● **Aim of the task**: Return every record exactly as written.

[[ Exercise data open ]]

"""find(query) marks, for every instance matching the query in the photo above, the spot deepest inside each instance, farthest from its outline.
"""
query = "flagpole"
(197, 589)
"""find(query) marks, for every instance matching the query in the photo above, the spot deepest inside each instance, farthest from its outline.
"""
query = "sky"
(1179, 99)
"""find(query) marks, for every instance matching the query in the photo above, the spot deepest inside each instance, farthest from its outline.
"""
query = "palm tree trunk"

[[ Exercise data closed ]]

● **Exercise result**:
"""find(query) marks, for every instance matching the query in the photo above, the spot deepest inside each instance, farthest from its outline.
"""
query = "flagpole"
(197, 589)
"""find(query) marks, for every instance matching the query in the photo above, the spot deepest inside each instance, farthest from its outline.
"""
query = "sky"
(1179, 99)
"""find(query) marks, for every instance matching the query in the photo above, the spot deepest inside each instance, farthest from its outline.
"""
query = "palm tree trunk"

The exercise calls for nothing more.